What to produce: Can you reproduce the data beneath, keeping every line exact?

Supplied material START

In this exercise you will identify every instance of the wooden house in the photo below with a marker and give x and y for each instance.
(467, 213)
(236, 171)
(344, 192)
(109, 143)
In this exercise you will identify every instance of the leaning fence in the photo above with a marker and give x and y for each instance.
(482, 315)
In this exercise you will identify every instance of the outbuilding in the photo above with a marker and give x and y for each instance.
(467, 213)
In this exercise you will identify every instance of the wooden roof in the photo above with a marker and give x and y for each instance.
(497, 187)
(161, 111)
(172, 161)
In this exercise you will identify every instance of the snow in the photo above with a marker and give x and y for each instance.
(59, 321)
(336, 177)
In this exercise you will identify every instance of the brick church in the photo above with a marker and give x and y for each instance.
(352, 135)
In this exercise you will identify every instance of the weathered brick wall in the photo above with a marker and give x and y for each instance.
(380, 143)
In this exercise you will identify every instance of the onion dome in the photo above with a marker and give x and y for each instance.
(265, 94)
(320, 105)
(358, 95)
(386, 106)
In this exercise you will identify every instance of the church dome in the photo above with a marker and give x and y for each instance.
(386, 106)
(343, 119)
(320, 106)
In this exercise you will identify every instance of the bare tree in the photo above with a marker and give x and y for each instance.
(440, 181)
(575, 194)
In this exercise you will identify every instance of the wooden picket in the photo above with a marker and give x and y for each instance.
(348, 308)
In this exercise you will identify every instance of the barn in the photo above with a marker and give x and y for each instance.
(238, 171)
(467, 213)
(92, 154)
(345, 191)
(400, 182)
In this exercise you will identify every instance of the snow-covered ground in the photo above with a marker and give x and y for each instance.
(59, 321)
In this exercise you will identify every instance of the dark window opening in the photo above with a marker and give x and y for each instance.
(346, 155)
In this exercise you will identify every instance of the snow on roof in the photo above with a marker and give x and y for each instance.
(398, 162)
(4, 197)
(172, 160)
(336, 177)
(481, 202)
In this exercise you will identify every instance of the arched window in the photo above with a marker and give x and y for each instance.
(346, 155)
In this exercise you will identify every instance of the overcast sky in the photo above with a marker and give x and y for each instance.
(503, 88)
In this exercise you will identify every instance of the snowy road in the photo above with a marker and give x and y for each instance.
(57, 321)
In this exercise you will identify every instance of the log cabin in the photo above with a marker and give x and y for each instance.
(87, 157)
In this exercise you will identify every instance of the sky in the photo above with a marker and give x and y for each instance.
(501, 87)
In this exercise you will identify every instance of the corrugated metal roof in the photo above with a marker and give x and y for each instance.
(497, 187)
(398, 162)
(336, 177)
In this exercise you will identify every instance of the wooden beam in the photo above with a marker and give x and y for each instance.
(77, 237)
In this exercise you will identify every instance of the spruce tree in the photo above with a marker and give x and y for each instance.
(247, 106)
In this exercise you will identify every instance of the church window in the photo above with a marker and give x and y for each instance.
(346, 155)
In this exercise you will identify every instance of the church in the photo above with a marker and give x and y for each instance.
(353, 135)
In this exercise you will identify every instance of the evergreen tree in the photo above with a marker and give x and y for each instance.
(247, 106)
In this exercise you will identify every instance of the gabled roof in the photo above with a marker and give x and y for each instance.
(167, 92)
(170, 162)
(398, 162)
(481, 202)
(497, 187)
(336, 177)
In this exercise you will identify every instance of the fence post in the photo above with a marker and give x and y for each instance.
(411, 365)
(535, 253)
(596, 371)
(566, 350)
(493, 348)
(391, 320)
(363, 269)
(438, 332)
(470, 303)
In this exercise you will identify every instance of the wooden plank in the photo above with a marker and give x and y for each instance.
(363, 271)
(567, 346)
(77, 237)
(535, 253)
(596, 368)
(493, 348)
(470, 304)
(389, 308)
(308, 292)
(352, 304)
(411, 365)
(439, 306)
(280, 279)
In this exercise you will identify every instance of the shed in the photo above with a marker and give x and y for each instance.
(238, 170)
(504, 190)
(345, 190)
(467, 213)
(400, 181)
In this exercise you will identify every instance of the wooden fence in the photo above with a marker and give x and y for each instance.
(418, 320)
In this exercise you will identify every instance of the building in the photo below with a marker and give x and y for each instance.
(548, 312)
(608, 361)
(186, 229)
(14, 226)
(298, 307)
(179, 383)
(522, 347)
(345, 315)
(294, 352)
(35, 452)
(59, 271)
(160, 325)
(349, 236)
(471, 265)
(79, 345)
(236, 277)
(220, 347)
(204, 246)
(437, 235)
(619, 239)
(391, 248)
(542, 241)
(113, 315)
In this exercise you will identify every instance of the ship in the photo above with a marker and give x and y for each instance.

Supplied material END

Answer space:
In this exercise you will identify every instance of the wooden house in the photo below with a marker and give x and y for each instance.
(467, 213)
(236, 171)
(344, 192)
(109, 143)
In this exercise you will identify every instance of the leaning fence in the photo above with a marker and give x and y for each instance.
(482, 315)
In this exercise you will identify every instance of the outbuilding in the photo above with a marker and give x and y for each instance.
(467, 213)
In this exercise you will identify every instance of the wooden roof in the photo above with a marker and give x and y for each instance.
(497, 187)
(161, 111)
(172, 161)
In this exercise you will identify every instance of the snow in the photo above with a marker and give x and y for each instance.
(59, 321)
(336, 177)
In this exercise you will identify every instance of the brick church in the photo above with a marker and give x and y for each instance.
(352, 135)
In this exercise you will identify every instance of the weathered brick wall in the photo above with a marker and give x and y for each instance.
(380, 143)
In this exercise you will identify every instance of the onion dome in the photo above with a marker and give x and y for each instance.
(265, 94)
(320, 105)
(358, 95)
(386, 106)
In this exercise you will identify every instance of the church dome in the photo above with a marker and give x and y for each instance.
(386, 106)
(343, 119)
(320, 106)
In this exercise you will identify every instance of the bare tree in the photo above with a marker and give x and y for each instance.
(440, 181)
(575, 194)
In this exercise you will identify every instance of the wooden picket in the photo above with a marker and give x and y for each instance.
(348, 308)
In this exercise you will identify every instance of the barn in the photo above with a marker and give x and y for each instance.
(238, 171)
(467, 213)
(92, 154)
(345, 191)
(400, 182)
In this exercise you will identify every instance of the snow-covered ground in the photo above with a marker and give x and y for each instance.
(59, 321)
In this exercise you will identify every instance of the dark window opening in the photo above with a marker and give x and y for each instance.
(346, 155)
In this exercise you will identify every instance of the snow on roof in the photo above with a marker and give x and y for each instance.
(398, 162)
(4, 197)
(172, 160)
(336, 177)
(481, 202)
In this exercise you will identify every instance of the arched window in the photo above with a marker and give x and y for each instance.
(346, 155)
In this exercise you will identify every instance of the overcast sky in the photo above with a marker and give x and y for each instance.
(503, 88)
In this exercise you will identify every instance of the snowy road in the photo above with a marker and give x and y for each instance.
(57, 321)
In this exercise you will identify every instance of the log cabin in the photo above with a marker and give x and y for each instance.
(87, 157)
In this exercise you will identify every instance of the sky in the photo above with a marker and give x and y for each instance.
(501, 87)
In this exercise you will identify every instance of the corrugated metal roof in the photo above with a marker and give x and y for each instance.
(497, 187)
(398, 162)
(336, 177)
In this exercise you will identify every instance of the wooden beam in the photo above with a marker and give x and y for each instance.
(77, 237)
In this exercise you will identify every instance of the spruce tree in the photo above with a marker and give x and y for each instance.
(247, 106)
In this exercise you will identify every instance of the church window in the photo above with a marker and give x and y for each instance.
(346, 155)
In this exercise you will identify every instance of the church in the photo above with a marker and give x and y for each instance.
(353, 135)
In this exercise you will identify every instance of the evergreen tree in the photo above with a marker and give x and y for each instance.
(247, 106)
In this exercise you will identify every instance of the gabled roof in the photo above with a marker and give x and y for each instance.
(167, 92)
(170, 162)
(398, 162)
(481, 202)
(497, 187)
(336, 177)
In this exercise you will identify every instance of the fence post in the photo above with a marker and give x and y for each instance.
(411, 365)
(535, 253)
(596, 371)
(566, 350)
(493, 348)
(391, 320)
(363, 269)
(438, 332)
(470, 303)
In this exercise you will identify every instance of the wooden plank in the photo above with a marker and give x and y for each instance.
(363, 271)
(567, 346)
(77, 237)
(535, 253)
(596, 368)
(493, 348)
(470, 304)
(389, 308)
(308, 292)
(352, 304)
(411, 365)
(439, 306)
(280, 279)
In this exercise you will identify every instance of the shed in the photo above with a marker and give x and y for each instance.
(238, 170)
(504, 190)
(345, 190)
(467, 213)
(400, 181)
In this exercise you will identify every instance of the wooden fence in the photo above with a marker and give x and y for each instance.
(418, 320)
In this exercise you will identify every instance of the building in the photo below with a marker and give x and y for each instance.
(548, 312)
(608, 361)
(186, 229)
(14, 226)
(298, 307)
(179, 383)
(522, 347)
(345, 315)
(294, 352)
(35, 452)
(59, 271)
(160, 325)
(349, 236)
(471, 265)
(79, 345)
(236, 277)
(220, 347)
(204, 246)
(437, 235)
(619, 239)
(391, 248)
(542, 241)
(113, 315)
In this exercise you will identify every instance of the ship in the photo above with a marker and give x and y for each instance.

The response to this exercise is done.